Position annotation records
* * * * *

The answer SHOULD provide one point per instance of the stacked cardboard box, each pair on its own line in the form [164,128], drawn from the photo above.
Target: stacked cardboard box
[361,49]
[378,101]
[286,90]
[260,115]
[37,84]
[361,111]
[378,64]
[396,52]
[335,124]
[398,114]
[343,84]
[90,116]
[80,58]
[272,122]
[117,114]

* * * * *

* OBJECTIVE *
Convert these lines into a numbered list, leaving out any blank lines and covering every one of the items.

* COMPLETED EXERCISE *
1. The answer SHOULD provide one point per instance of the stacked cardboard box, each pair on its own line in the form [164,128], drawn from the photo above.
2. Target: stacked cardboard box
3. [361,49]
4. [378,101]
5. [286,90]
6. [260,115]
7. [37,84]
8. [361,111]
9. [378,64]
10. [396,52]
11. [335,124]
12. [398,114]
13. [343,84]
14. [90,116]
15. [80,58]
16. [272,122]
17. [117,114]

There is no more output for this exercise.